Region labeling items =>
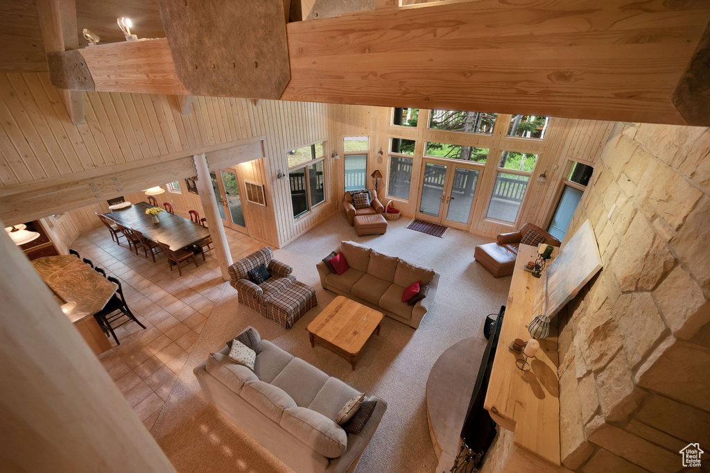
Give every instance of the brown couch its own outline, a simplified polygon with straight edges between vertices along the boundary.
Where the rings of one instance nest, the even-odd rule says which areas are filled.
[[[491,271],[495,278],[513,274],[518,258],[518,247],[520,240],[530,230],[535,230],[545,236],[545,243],[553,246],[559,246],[560,241],[555,236],[531,223],[526,223],[518,232],[501,233],[498,236],[498,241],[479,245],[474,251],[474,258]]]
[[[342,241],[335,252],[342,252],[350,268],[338,276],[323,261],[319,261],[316,268],[324,289],[371,307],[410,327],[419,327],[434,302],[439,273],[397,256],[378,253],[354,241]],[[417,281],[428,285],[427,296],[414,305],[402,302],[405,288]]]
[[[353,205],[353,196],[350,191],[345,192],[343,196],[343,208],[345,209],[345,214],[348,216],[348,222],[351,227],[354,226],[353,221],[356,215],[376,215],[385,211],[385,206],[382,205],[380,200],[377,198],[374,190],[371,190],[370,193],[373,196],[372,202],[370,207],[364,209],[356,209]]]

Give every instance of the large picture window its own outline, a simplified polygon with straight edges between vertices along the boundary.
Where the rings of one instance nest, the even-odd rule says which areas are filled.
[[[390,179],[387,187],[388,195],[409,200],[413,163],[413,158],[396,155],[390,156]]]
[[[493,134],[498,114],[456,110],[432,110],[429,128],[432,130]]]
[[[515,222],[537,159],[537,155],[531,153],[504,151],[501,153],[487,218]],[[506,172],[507,170],[515,172]]]
[[[324,142],[320,141],[286,153],[294,218],[325,202],[324,150]]]
[[[508,126],[508,136],[519,138],[545,138],[550,123],[549,116],[537,115],[513,115]]]
[[[424,152],[427,156],[460,159],[474,163],[485,163],[486,158],[488,158],[488,153],[487,148],[476,148],[475,146],[464,146],[432,141],[427,142],[426,150]]]
[[[367,155],[346,154],[343,161],[345,165],[345,190],[366,189]]]

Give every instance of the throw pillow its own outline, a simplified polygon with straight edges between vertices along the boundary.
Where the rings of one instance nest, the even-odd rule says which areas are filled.
[[[537,246],[543,241],[545,241],[544,236],[540,234],[535,230],[528,230],[528,233],[526,233],[520,240],[520,244],[523,245],[532,245],[533,246]]]
[[[421,284],[422,282],[417,281],[416,283],[413,283],[410,286],[402,291],[402,302],[408,302],[410,299],[418,294],[419,290],[421,288]]]
[[[370,194],[361,192],[353,195],[353,207],[356,209],[366,209],[370,207]]]
[[[372,417],[372,413],[375,411],[376,406],[377,406],[376,401],[366,401],[360,404],[360,408],[357,410],[355,415],[343,425],[343,430],[348,433],[360,433],[360,430],[362,430],[365,424]]]
[[[251,271],[247,271],[246,273],[249,276],[249,281],[254,284],[261,284],[271,277],[268,270],[266,269],[266,264],[260,264]]]
[[[236,336],[236,338],[227,342],[226,344],[229,347],[229,349],[231,349],[231,344],[234,340],[244,344],[244,345],[253,349],[256,354],[261,353],[261,347],[260,346],[261,344],[261,337],[259,337],[259,334],[256,332],[256,330],[253,328],[242,332]]]
[[[420,300],[427,297],[427,293],[429,292],[429,285],[425,284],[419,290],[419,292],[414,295],[411,299],[407,301],[408,305],[414,305]]]
[[[239,340],[234,340],[229,351],[229,359],[243,364],[249,369],[254,369],[254,361],[256,361],[256,353]]]
[[[342,253],[339,253],[334,257],[331,258],[328,261],[330,261],[332,265],[333,265],[333,269],[335,270],[335,273],[338,276],[340,276],[345,271],[350,269],[347,260],[345,259],[345,256],[343,256]]]
[[[335,268],[334,268],[333,265],[330,263],[330,259],[335,258],[335,256],[337,256],[337,254],[338,254],[336,253],[335,251],[331,251],[330,254],[324,258],[322,260],[323,262],[325,263],[325,266],[327,266],[328,269],[330,270],[331,273],[335,273],[336,271],[335,271]]]
[[[353,396],[352,399],[349,401],[345,406],[340,410],[338,413],[337,416],[335,418],[335,423],[339,425],[342,425],[346,422],[350,420],[350,418],[355,415],[358,409],[360,408],[360,405],[362,404],[362,401],[365,399],[365,393],[356,394]]]

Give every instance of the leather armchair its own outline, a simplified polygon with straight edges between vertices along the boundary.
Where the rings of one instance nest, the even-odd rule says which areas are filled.
[[[371,190],[370,193],[373,197],[376,196],[374,190]],[[350,191],[345,192],[345,195],[343,195],[343,208],[345,209],[345,214],[348,216],[348,223],[350,224],[351,227],[354,225],[354,219],[356,215],[374,215],[381,214],[385,211],[385,206],[376,197],[374,197],[372,202],[370,202],[370,207],[364,209],[356,209],[355,206],[353,205],[353,197],[350,194]]]
[[[542,235],[545,237],[543,243],[553,246],[559,246],[561,244],[559,240],[540,227],[526,223],[518,232],[501,233],[494,243],[479,245],[474,251],[474,258],[491,271],[493,277],[500,278],[513,274],[520,240],[530,230],[535,230]]]

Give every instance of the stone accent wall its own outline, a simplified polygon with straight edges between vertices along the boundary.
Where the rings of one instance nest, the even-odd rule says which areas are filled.
[[[681,470],[710,452],[710,129],[618,124],[567,239],[587,219],[604,268],[560,315],[563,464]]]

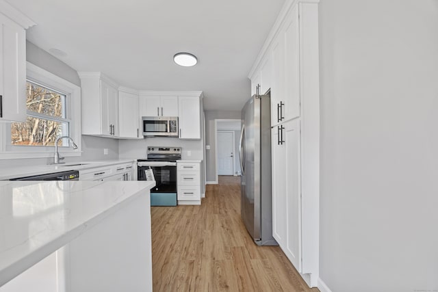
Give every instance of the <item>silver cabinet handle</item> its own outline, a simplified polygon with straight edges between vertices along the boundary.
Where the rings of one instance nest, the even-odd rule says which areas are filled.
[[[285,105],[285,104],[283,103],[283,101],[280,101],[280,120],[283,120],[285,117],[283,116],[283,106]]]
[[[244,167],[243,163],[243,138],[244,138],[244,133],[245,132],[245,125],[242,126],[242,131],[240,132],[240,143],[239,144],[239,161],[240,162],[240,170],[242,170],[242,174],[244,174],[245,170]]]
[[[276,121],[280,122],[281,119],[280,118],[280,104],[276,104]]]
[[[283,124],[282,124],[282,125],[281,126],[281,127],[280,127],[280,130],[281,130],[281,138],[280,139],[280,144],[281,144],[281,145],[283,145],[283,144],[285,142],[283,140],[283,130],[284,130],[284,129],[285,129],[285,127],[283,127]]]

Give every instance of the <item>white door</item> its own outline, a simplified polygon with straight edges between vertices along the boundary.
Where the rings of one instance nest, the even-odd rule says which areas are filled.
[[[295,268],[301,272],[301,159],[300,121],[285,124],[286,194],[287,239],[285,254]]]
[[[178,116],[178,96],[161,97],[160,116],[176,117]]]
[[[281,126],[271,130],[272,159],[272,236],[285,250],[286,248],[287,195],[286,195],[286,146],[281,142]],[[284,141],[284,134],[283,139]]]
[[[198,96],[178,97],[179,139],[201,139],[201,109]]]
[[[234,133],[218,131],[218,174],[233,175]]]
[[[140,137],[138,109],[138,95],[123,91],[118,92],[118,135],[120,137],[128,138]]]

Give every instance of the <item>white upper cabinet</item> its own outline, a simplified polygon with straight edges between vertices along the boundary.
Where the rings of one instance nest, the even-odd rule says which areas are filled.
[[[177,116],[177,96],[140,94],[141,116]]]
[[[8,3],[0,8],[0,122],[26,120],[26,33],[34,25]]]
[[[280,105],[281,120],[300,116],[300,31],[298,8],[291,12],[284,31],[285,45],[285,95]]]
[[[264,94],[271,88],[271,76],[272,75],[272,59],[267,55],[263,59],[260,69],[260,89],[259,94]]]
[[[82,94],[82,134],[118,137],[117,84],[100,72],[81,72],[79,75]]]
[[[125,88],[118,90],[118,136],[143,137],[139,128],[138,94]]]
[[[179,96],[179,139],[201,139],[199,96]]]
[[[172,96],[161,96],[161,116],[178,116],[178,97]]]

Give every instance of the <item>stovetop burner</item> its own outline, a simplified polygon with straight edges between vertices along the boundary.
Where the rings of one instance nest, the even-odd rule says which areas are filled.
[[[147,150],[147,160],[149,161],[176,161],[180,160],[181,147],[151,146]],[[138,159],[144,161],[146,159]]]

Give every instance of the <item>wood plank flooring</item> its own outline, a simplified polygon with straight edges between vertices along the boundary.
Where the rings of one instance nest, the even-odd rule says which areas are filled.
[[[151,207],[153,291],[318,291],[280,248],[254,243],[231,183],[207,185],[201,206]]]

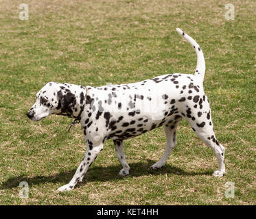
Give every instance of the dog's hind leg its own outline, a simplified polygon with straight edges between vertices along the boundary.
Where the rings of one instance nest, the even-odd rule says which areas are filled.
[[[177,129],[178,123],[181,122],[181,119],[182,118],[180,118],[174,120],[170,123],[166,124],[164,126],[165,132],[166,135],[165,150],[160,160],[155,163],[154,165],[150,166],[152,169],[161,168],[165,164],[166,160],[168,159],[169,155],[171,153],[172,149],[176,146],[176,131]]]
[[[213,172],[213,176],[222,177],[226,173],[224,164],[225,148],[217,140],[215,136],[207,97],[204,96],[200,99],[199,103],[200,107],[199,106],[197,107],[196,109],[198,110],[196,111],[191,112],[189,109],[188,110],[189,114],[187,114],[186,120],[191,125],[196,134],[206,145],[211,147],[218,159],[218,169]]]
[[[114,140],[115,150],[117,159],[123,168],[119,172],[119,175],[125,177],[129,175],[130,166],[126,162],[126,155],[124,154],[124,142],[122,140]]]

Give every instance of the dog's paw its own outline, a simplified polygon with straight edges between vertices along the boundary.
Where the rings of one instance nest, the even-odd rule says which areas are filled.
[[[225,175],[225,172],[221,172],[220,170],[216,170],[213,172],[213,176],[214,177],[223,177]]]
[[[165,163],[158,162],[156,164],[154,164],[154,165],[151,166],[150,168],[153,169],[153,170],[157,170],[157,169],[160,169],[161,168],[162,168],[164,166],[165,166]]]
[[[123,168],[119,171],[119,175],[122,177],[126,177],[129,175],[129,170]]]
[[[57,191],[58,192],[66,192],[66,191],[70,191],[73,189],[73,186],[69,185],[69,184],[66,184],[63,186],[60,187]]]

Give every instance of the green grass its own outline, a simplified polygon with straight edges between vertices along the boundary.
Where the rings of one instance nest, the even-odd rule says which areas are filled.
[[[19,1],[0,6],[0,204],[255,205],[256,35],[253,1]],[[159,75],[192,73],[196,56],[176,32],[195,38],[205,53],[205,91],[216,134],[226,148],[226,175],[211,176],[217,159],[183,121],[165,166],[149,167],[165,148],[163,128],[125,142],[130,175],[113,144],[72,192],[58,193],[85,152],[79,125],[51,116],[38,123],[25,113],[48,81],[84,86],[135,82]],[[29,198],[20,198],[21,181]],[[235,197],[224,196],[235,183]]]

EXERCISE => Can you write out the records again, starting at the line that contains "Give every instance of the dog's paw" and ending at the end of the records, switching "green grass" to "lawn grass" and leaving everything else the same?

RESPONSE TO THIS TASK =>
Give every instance of the dog's paw its own outline, a simplified polygon with straight edges between vertices along the boundary.
Where the rings of one instance nest, the even-odd rule says which areas are filled.
[[[225,175],[225,172],[221,172],[220,170],[216,170],[213,172],[213,176],[214,177],[223,177]]]
[[[165,163],[158,162],[156,164],[154,164],[154,165],[151,166],[150,168],[153,169],[153,170],[157,170],[157,169],[160,169],[161,168],[162,168],[164,166],[165,166]]]
[[[123,168],[119,171],[119,175],[122,177],[126,177],[129,175],[129,170]]]
[[[57,191],[58,192],[66,192],[66,191],[70,191],[73,189],[73,186],[69,185],[69,184],[66,184],[63,186],[60,187]]]

Give every instance of the lawn grass its own outline, a simplified polygon with straight edges between vertices along the boundary.
Where the rings of one instance nest, the even-odd rule says which areas are filled.
[[[19,1],[0,6],[0,204],[255,205],[256,35],[253,1]],[[159,75],[192,73],[196,56],[176,32],[195,38],[205,53],[205,91],[216,134],[226,148],[226,175],[211,176],[217,159],[183,121],[165,166],[149,167],[165,148],[163,128],[125,142],[130,175],[113,144],[72,192],[58,193],[85,152],[79,125],[51,116],[38,123],[25,113],[48,81],[84,86],[135,82]],[[29,198],[20,198],[21,181]],[[235,197],[224,196],[235,183]]]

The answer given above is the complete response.